Colleen: They are making progress at the very top. Right below Sessions is Deputy Attorney General and Rod Rosenstein was just confirmed last week as Deputy Attorney General. He is you know, not surprisingly, he is very, very well respected across both sides of the aisle. He was confirmed 94/6 when we see these drawn out battles in the Senate confirmation process. His was really an outlier in terms of how smoothly it went. He is a confident federal prosecutor with a long career at DOJ that spans Administrations from both parties so nothing in his history, though, really suggests that he’d be looking to make a radical change in healthcare enforcement. He really hasn’t weighed in on either side of those issues. But keep in mind when we talked back in January many of DOJs health care enforcements cases are driven by career attorneys, not presidential appointees. Many of these career attorneys stay in place from Administration to Administration. And we have not seen any sort of mass exodus at that line level so far. So, I think we just need to keep an eye on the healthcare prosecutors in the US attorney’s office across the country and most of those are still in their positions and are staying very active.
Al: Let’s talk about the US attorneys’ offices because as you pointed out they are the frontline prosecutors in many of these situations. There was a lot of buzz I guess is the word in March when President Trump asked 46 US attorneys to step down. All of those US attorneys were holdovers from the Obama Administration. Is that unusual and what is the progress in terms of replacing those officers?

**Data section:**
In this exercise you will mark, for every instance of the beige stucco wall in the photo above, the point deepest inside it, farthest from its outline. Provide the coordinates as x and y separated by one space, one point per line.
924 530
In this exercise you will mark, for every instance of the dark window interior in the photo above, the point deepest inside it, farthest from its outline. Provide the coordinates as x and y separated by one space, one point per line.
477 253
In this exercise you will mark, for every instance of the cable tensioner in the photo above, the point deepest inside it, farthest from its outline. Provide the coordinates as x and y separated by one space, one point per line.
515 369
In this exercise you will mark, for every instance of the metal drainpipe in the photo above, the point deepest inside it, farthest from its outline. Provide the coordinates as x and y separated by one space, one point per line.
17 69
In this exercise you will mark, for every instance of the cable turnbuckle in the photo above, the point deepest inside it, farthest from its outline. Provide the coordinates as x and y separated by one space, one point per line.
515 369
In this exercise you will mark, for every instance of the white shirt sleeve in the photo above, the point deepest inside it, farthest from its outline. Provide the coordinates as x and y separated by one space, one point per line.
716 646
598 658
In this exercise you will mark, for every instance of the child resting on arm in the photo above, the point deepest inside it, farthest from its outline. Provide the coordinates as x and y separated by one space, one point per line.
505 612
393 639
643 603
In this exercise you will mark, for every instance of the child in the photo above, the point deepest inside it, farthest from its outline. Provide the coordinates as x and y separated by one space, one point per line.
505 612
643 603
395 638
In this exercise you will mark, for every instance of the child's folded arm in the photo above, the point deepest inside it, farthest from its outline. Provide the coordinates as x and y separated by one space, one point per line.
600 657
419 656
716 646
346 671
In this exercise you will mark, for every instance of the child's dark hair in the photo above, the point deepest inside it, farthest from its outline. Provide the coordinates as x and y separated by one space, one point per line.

**Work task A:**
In the interview excerpt, by what vote was Rod Rosenstein confirmed as Deputy Attorney General?
**Work task B:**
Retype the portion of the interview excerpt starting with "Al: Let’s talk" and going on through "replacing those officers?".

**Final answer A:**
He was confirmed 94/6.

**Final answer B:**
Al: Let’s talk about the US attorneys’ offices because as you pointed out they are the frontline prosecutors in many of these situations. There was a lot of buzz I guess is the word in March when President Trump asked 46 US attorneys to step down. All of those US attorneys were holdovers from the Obama Administration. Is that unusual and what is the progress in terms of replacing those officers?